# Document passage
Start of Block

What do you do when you have no space to lie down and stretch on, or a floor to warm up your feet on, and you’ve got a big performance to get ready for?

At the Delacorte Theater in Central Park, dancing in the
The Public Theater’s production of The Odyssey with Flamenco Vivo. 

This is a problem I face on a weekly basis. Most of my gigs in NYC do not have a space for me to warm up in. Restaurants usually have a small stage, that we don’t stand on until the show starts–it’s not great etiquette to warm up in front of your audience. Sometimes there is no back room or office for us to use. In my most frequent gig, there’s barely room for us to stand before the gig starts. And this past weekend, performing at the Delacorte theater in Central Park, our backstage area was a tent on top of asphalt, with raccoons just a few feet away riffling through the trash…

Can you spot the raccoons in the trash bins?
…That’s right behind our dressing “room.” 

So how does a dancer warm up when there seems to be nowhere to warm up? There’s actually a lot you can do–mostly dynamic stretches, which dance physical therapists recommend as the best way to warm up your muscles.

Key factors of a dynamic warm up:

-Gets your heart pumping & blood circulating [Cardio]

-Activates your central nervous system
-Prepares the body for movement that’s coming
-Reduces potential for injury
-Moving joints through full range of motion

-Fluid, flowy movements; always moving

Examples of dynamic dance movement:

-Jumping Jacks / Running around the studio
-Jumps in place
-Rolling the neck
-Lifting shoulders up and down; Rolling shoulders
-Swing your arms around, forward, backward
-Cat-Cow poses to warm up the torso
-Rolling the hips around
-Leg swings


These types of stretches should be done even when you do have a floor to stretch and warm up footwork on. Holding stretches for more than 15 seconds when you’re not warmed up increases your risk of injury, whereas dynamic stretches allow you to safely get blood flowing to your muscles, preparing your body to move. Stretches that are held for long periods of time should be done in the middle of a workout or after.

End of Block

Write the next part of the post about how a dancer can warm up with no room to stretch, starting after its final sentence. The records that come next are from a different source than the text.

Stored items:
Start of Block

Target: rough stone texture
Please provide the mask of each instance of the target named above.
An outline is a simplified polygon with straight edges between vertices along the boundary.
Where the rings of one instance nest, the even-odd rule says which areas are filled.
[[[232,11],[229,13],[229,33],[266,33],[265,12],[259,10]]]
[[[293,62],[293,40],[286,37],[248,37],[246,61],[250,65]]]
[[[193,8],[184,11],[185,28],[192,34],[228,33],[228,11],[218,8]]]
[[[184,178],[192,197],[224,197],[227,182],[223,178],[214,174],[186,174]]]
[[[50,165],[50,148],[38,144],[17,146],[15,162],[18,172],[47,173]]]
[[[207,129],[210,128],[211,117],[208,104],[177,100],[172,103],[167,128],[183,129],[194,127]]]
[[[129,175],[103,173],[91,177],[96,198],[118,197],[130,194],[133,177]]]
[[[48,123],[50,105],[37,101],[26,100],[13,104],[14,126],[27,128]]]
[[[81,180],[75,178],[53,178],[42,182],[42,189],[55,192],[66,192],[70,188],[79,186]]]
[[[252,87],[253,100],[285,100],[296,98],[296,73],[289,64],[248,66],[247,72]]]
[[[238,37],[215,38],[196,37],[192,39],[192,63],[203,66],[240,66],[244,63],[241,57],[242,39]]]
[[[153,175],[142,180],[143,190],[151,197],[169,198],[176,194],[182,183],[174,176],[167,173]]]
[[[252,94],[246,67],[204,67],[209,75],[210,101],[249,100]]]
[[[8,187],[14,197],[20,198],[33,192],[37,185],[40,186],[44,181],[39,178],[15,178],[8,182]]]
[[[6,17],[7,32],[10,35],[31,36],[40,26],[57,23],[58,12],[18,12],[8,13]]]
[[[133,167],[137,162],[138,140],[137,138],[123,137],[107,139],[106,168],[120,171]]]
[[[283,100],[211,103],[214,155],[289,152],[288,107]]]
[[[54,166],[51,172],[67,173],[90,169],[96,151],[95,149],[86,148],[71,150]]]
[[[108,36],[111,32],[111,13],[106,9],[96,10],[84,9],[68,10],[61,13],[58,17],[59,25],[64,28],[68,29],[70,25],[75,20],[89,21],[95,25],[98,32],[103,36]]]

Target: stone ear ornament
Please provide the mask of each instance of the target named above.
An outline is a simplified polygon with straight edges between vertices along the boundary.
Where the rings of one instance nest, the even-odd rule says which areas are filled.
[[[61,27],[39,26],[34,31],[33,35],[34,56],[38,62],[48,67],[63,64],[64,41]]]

End of Block
Start of Block

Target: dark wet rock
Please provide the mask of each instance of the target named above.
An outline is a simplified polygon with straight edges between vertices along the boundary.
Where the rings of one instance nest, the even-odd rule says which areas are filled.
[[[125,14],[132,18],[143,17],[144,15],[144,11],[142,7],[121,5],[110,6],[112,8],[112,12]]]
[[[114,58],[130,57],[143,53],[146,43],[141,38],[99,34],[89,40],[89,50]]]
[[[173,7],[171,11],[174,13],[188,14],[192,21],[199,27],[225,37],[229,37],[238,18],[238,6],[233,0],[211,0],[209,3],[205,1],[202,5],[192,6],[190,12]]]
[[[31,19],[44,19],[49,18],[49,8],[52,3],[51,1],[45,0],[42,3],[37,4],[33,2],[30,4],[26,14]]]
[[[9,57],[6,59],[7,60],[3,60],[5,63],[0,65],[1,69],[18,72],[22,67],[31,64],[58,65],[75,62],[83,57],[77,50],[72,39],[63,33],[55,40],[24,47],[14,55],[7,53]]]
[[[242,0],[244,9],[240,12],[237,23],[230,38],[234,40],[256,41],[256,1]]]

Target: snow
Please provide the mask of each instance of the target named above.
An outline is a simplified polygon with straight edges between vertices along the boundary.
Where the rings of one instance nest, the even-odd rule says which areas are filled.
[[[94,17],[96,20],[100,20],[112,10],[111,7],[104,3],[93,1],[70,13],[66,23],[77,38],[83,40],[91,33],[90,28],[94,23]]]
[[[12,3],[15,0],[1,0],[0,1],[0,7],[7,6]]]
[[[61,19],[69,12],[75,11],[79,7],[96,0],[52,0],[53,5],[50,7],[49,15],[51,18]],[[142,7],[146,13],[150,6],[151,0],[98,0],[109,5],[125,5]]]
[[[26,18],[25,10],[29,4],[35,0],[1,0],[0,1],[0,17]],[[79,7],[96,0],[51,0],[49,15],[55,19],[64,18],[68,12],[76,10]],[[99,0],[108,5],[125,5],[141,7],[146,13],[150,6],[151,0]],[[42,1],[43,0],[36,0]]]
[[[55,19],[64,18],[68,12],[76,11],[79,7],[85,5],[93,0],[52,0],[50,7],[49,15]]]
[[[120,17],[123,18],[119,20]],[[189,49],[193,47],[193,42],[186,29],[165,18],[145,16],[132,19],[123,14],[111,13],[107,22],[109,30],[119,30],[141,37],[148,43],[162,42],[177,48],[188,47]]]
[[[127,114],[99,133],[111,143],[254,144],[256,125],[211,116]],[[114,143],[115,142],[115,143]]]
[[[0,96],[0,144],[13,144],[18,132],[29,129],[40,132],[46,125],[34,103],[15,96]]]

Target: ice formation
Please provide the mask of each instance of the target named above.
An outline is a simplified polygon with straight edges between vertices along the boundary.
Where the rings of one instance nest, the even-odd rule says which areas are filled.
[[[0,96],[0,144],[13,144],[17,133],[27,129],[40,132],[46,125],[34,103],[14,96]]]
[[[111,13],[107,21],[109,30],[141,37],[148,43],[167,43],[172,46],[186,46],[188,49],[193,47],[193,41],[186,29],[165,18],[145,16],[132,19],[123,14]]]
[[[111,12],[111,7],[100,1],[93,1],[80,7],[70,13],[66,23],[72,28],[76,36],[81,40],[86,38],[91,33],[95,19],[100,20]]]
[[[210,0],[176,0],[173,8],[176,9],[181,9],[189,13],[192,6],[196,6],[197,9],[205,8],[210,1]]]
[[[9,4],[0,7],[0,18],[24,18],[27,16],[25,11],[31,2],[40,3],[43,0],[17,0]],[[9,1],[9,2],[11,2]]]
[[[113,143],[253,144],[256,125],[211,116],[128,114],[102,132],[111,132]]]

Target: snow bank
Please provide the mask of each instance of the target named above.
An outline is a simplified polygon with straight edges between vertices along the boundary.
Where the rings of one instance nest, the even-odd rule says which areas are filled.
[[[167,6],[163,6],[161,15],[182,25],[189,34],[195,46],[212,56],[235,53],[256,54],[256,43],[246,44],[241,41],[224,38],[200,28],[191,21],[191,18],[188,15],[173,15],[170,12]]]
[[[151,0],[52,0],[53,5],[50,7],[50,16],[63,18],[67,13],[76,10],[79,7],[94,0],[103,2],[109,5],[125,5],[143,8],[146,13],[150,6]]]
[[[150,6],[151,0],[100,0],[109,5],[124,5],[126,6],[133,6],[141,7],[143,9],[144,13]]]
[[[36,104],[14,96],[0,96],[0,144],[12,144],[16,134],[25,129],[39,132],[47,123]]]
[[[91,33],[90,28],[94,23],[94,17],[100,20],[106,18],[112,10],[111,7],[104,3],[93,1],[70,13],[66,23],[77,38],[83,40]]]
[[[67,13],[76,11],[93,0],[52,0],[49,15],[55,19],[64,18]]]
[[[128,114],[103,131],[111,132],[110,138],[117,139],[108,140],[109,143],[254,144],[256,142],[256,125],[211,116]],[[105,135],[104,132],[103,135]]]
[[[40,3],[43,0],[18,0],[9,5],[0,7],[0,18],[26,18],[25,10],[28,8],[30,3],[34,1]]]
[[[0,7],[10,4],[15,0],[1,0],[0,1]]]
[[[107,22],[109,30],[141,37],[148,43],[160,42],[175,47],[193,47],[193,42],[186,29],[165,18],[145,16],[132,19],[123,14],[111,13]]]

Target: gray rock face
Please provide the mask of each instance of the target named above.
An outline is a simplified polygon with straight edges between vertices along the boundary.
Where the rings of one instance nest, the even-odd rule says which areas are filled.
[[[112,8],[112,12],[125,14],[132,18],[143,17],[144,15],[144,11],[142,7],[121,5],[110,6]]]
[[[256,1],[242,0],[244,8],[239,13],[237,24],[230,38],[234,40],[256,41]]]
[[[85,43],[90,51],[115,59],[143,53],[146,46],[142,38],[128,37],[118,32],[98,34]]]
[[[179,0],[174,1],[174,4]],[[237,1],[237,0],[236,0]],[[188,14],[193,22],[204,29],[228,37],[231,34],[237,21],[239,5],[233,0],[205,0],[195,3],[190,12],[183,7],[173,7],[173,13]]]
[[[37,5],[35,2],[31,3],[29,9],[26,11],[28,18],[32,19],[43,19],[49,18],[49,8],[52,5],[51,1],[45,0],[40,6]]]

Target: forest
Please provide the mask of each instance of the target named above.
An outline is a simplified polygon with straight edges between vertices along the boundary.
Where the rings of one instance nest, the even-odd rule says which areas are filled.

End of Block

# Answer area
I find it also helps to do exercises that ground me–squats and releves, so that I have a strong connection to the floor. And I find twisting and spiraling my spine really helps me warm up my core. Irene Dowd, dance anatomist extraordinaire also taught me various standing exercises that involve twisting and lengthening the core. 

It can also be great to do exercises that increase your spatial awareness, such as moving your limbs in relation to a center point, or in relation to one another, so that your mind’s eye warms up the awareness of the body. 

How do I know all this? Mostly from firsthand experience–visiting physical therapists who specialize in dance when I was injured and just figuring out what works best. And this year in my MFA at Hollins University, I learned a ton of anatomy, formally studying the science behind movement, making me appreciate even more the incredible instruments that are our bodies.